─── Listed entries
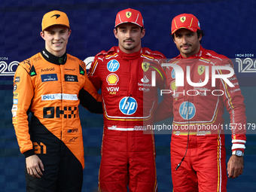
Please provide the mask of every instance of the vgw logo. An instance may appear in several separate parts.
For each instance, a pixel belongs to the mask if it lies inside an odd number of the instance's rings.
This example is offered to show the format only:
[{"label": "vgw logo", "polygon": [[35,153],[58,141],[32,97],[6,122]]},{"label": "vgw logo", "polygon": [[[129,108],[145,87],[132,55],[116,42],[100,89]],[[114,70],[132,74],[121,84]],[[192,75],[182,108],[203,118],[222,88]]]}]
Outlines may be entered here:
[{"label": "vgw logo", "polygon": [[118,70],[119,67],[120,67],[119,62],[117,61],[116,59],[112,59],[109,61],[107,64],[108,70],[111,72],[115,72],[116,71]]},{"label": "vgw logo", "polygon": [[179,107],[179,114],[184,120],[190,120],[195,116],[196,108],[192,102],[184,102]]},{"label": "vgw logo", "polygon": [[130,115],[134,114],[137,108],[137,102],[133,97],[123,97],[119,102],[119,109],[124,114]]}]

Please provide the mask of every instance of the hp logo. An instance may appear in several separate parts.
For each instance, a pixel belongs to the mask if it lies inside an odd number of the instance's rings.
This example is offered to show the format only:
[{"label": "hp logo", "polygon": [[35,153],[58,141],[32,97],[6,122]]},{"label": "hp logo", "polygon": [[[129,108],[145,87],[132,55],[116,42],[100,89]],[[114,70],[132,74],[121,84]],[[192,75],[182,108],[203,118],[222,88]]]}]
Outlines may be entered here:
[{"label": "hp logo", "polygon": [[179,114],[184,120],[192,119],[196,114],[195,105],[192,102],[182,102],[178,111]]},{"label": "hp logo", "polygon": [[119,62],[115,59],[109,61],[107,64],[108,70],[111,72],[115,72],[118,70],[119,67]]},{"label": "hp logo", "polygon": [[119,102],[119,109],[124,114],[130,115],[134,114],[137,108],[137,102],[133,97],[123,97]]}]

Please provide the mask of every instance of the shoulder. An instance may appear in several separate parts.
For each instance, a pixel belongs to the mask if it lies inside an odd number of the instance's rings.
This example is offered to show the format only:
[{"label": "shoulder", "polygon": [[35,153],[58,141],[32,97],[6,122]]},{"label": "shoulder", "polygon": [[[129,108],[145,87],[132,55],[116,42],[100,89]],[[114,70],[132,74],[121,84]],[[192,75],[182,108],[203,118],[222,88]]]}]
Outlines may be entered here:
[{"label": "shoulder", "polygon": [[115,54],[117,54],[117,47],[113,47],[108,51],[102,50],[101,52],[97,53],[95,56],[95,57],[101,57],[101,58],[109,57]]},{"label": "shoulder", "polygon": [[204,53],[202,57],[209,60],[209,62],[214,66],[233,67],[232,61],[227,56],[217,53],[212,50],[204,50]]},{"label": "shoulder", "polygon": [[80,73],[81,75],[85,74],[85,70],[86,70],[86,64],[84,61],[79,59],[78,57],[72,56],[70,54],[67,54],[67,62],[75,62],[75,64],[79,64],[80,66]]},{"label": "shoulder", "polygon": [[154,59],[165,59],[166,56],[157,50],[151,50],[149,48],[143,47],[142,53],[145,56],[153,57]]},{"label": "shoulder", "polygon": [[42,56],[40,53],[38,53],[29,59],[26,59],[19,63],[19,66],[24,68],[26,71],[29,72],[34,65],[36,65],[39,61],[43,59]]},{"label": "shoulder", "polygon": [[224,59],[228,59],[228,58],[222,54],[217,53],[215,51],[212,50],[203,50],[202,57],[206,57],[206,59],[216,59],[220,61]]}]

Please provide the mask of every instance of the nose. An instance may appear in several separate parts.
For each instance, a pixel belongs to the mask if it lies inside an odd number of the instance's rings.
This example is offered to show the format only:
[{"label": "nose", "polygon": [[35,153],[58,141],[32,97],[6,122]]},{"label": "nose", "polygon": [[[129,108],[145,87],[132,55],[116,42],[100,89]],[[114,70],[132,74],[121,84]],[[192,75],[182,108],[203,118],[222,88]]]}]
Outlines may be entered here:
[{"label": "nose", "polygon": [[60,40],[60,35],[59,35],[59,34],[58,32],[56,32],[56,33],[55,34],[55,35],[54,35],[54,39],[55,39],[55,41],[58,41]]},{"label": "nose", "polygon": [[181,38],[181,43],[183,44],[186,44],[187,43],[187,38],[185,36],[183,36],[182,38]]},{"label": "nose", "polygon": [[126,32],[126,38],[132,38],[132,32],[130,30],[128,30]]}]

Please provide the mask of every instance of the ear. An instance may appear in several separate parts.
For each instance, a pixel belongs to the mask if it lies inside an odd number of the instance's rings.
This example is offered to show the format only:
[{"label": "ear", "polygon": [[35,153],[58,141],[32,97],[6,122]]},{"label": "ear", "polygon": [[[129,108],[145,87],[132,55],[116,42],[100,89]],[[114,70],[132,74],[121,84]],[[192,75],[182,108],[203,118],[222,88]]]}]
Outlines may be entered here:
[{"label": "ear", "polygon": [[118,36],[117,36],[117,31],[115,29],[114,29],[114,36],[115,36],[116,38],[118,38]]},{"label": "ear", "polygon": [[44,32],[40,32],[40,36],[45,40],[45,38],[44,38]]},{"label": "ear", "polygon": [[145,33],[146,33],[146,30],[143,29],[141,33],[141,38],[142,38],[145,36]]},{"label": "ear", "polygon": [[200,36],[199,38],[198,38],[199,41],[200,41],[201,39],[202,39],[202,34],[200,34]]},{"label": "ear", "polygon": [[71,29],[69,29],[69,33],[68,33],[69,38],[70,36],[70,34],[71,34]]}]

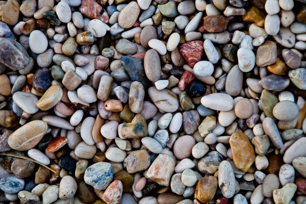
──────
*Prompt*.
List every line of the data that contains the string "nose". Matching is case-sensitive.

*Complete response*.
Please provide the mask of every instance of the nose. An instance may appear in several separate parts.
[{"label": "nose", "polygon": [[35,153],[58,141],[32,97],[6,122]]},{"label": "nose", "polygon": [[[129,108],[145,87],[132,55],[116,42],[100,89]],[[114,70],[132,74],[121,84]],[[192,75],[182,108],[203,118],[222,88]]]}]
[{"label": "nose", "polygon": [[60,40],[60,35],[59,35],[59,34],[58,32],[56,32],[56,33],[55,34],[55,35],[54,35],[54,39],[55,39],[55,41],[58,41]]},{"label": "nose", "polygon": [[181,38],[181,43],[183,44],[186,44],[187,43],[187,38],[185,36],[183,36],[182,38]]},{"label": "nose", "polygon": [[126,32],[126,38],[132,38],[132,32],[130,30],[128,30]]}]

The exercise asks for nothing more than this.